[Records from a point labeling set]
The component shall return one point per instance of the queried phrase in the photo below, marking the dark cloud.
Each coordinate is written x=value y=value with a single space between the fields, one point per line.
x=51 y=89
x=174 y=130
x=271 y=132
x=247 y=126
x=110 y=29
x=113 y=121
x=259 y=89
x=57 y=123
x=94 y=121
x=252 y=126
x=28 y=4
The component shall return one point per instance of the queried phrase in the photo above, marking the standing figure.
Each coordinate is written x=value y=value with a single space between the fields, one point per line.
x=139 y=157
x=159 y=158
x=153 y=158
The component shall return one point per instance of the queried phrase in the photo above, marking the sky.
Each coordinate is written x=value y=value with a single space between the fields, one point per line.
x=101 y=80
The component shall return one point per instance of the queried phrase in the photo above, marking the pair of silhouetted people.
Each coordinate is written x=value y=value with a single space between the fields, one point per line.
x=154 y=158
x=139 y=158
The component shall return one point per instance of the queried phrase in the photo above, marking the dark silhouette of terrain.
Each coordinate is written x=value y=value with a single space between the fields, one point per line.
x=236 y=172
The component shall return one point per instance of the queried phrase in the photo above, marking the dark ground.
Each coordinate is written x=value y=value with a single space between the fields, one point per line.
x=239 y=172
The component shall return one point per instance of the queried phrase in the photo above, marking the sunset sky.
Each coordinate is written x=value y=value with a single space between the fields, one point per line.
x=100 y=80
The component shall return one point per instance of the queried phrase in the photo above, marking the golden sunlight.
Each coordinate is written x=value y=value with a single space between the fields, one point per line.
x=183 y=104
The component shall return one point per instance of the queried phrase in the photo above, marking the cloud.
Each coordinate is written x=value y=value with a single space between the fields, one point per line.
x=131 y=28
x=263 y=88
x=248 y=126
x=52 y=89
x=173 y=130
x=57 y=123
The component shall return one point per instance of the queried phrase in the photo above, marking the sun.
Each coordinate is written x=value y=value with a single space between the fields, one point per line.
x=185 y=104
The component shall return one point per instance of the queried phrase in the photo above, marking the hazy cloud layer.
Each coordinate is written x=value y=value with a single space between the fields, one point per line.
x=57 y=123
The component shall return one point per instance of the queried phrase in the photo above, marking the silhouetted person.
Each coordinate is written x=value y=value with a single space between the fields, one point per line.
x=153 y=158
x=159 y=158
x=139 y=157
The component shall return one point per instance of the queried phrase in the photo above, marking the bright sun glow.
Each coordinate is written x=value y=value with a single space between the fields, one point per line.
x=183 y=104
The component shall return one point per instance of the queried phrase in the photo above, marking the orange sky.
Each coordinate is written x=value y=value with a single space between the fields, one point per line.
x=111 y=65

### Objective
Please repeat the lines from the first one through the line that contains "x=239 y=172", switching each "component" to "module" and changing nothing else.

### Response below
The module shall return one point per instance of the queried phrase in the photo below, marking the dark cloud.
Each coordinate is written x=value y=value with a single space between the fields, one point per line.
x=51 y=89
x=174 y=130
x=271 y=132
x=247 y=126
x=110 y=29
x=113 y=121
x=259 y=89
x=57 y=123
x=94 y=121
x=252 y=126
x=28 y=4
The module shall return one point per instance of the queried phrase in the photo above, marking the standing figure.
Each coordinate is written x=value y=value with a single space between the fields, one point per line.
x=139 y=157
x=159 y=158
x=153 y=158
The module shall return one point per instance of the queried phrase in the photo above, marking the sky.
Each coordinate is written x=value y=value with a single space between the fields, one point per line.
x=101 y=80
The module shall return one point per instance of the queried phrase in the photo above, marking the pair of silhouetted people.
Each coordinate is written x=value y=value with a single space between the fields, one point per line.
x=154 y=158
x=139 y=158
The module shall return one point per instance of the queried phrase in the photo above, marking the dark silhouette of terrain.
Each coordinate is written x=value y=value with a single space between the fields, one point per line.
x=236 y=172
The module shall return one point per instance of the queried phrase in the photo above, marking the dark ground.
Each coordinate is written x=value y=value with a single space between the fields, one point per line.
x=239 y=172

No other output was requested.